## EXERCISE INSTRUCTIONS
Without any alteration, retype the records that appear below.

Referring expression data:
........

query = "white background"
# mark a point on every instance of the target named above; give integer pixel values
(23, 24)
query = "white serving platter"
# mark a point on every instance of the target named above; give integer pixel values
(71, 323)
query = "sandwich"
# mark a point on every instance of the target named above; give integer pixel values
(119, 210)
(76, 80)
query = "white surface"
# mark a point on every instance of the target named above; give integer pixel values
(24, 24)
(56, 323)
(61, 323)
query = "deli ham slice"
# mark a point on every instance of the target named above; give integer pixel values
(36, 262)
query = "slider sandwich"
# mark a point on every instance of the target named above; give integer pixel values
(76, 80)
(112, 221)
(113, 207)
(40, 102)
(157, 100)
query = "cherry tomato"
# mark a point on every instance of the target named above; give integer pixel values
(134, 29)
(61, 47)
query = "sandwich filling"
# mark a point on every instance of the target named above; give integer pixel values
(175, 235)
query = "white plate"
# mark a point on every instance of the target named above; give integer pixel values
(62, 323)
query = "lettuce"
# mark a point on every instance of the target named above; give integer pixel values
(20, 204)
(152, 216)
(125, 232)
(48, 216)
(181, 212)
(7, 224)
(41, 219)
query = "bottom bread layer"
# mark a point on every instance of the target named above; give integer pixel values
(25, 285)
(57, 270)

........

## YOUR SOLUTION
query = "white background"
# mark a point on every instance of the target named above; give integer pixel values
(23, 24)
query = "white serving platter"
# mark a point on every instance of the target named above; give integer pixel values
(71, 323)
query = "sandwich"
# mark a point on every instance of the target named above; give integer pixel values
(119, 210)
(76, 80)
query = "white surface"
# mark a point on every instance of the target named above; give integer pixel values
(24, 24)
(56, 323)
(61, 323)
query = "deli ham slice"
# mark a point on every instance of the target named above; give integer pixel values
(36, 262)
query = "slider sandwich"
# mark a point on every instance of the target named above; give integer pixel values
(76, 80)
(112, 221)
(113, 207)
(40, 102)
(157, 100)
query = "cherry tomato"
# mark a point on every instance of the target named above; give integer pixel values
(134, 29)
(61, 47)
query = "sandwich filling"
# mark a point on every instance of the target named above; give integer pixel values
(175, 235)
query = "white plate"
# mark a point on every instance of the target named above; give integer pixel values
(62, 323)
query = "lettuce"
# mark a point on every instance of the target named above; give integer pixel values
(20, 204)
(152, 216)
(125, 232)
(48, 216)
(181, 212)
(7, 224)
(41, 219)
query = "bottom bread layer"
# mark a point on every instance of the target named above; give integer pixel values
(25, 285)
(57, 270)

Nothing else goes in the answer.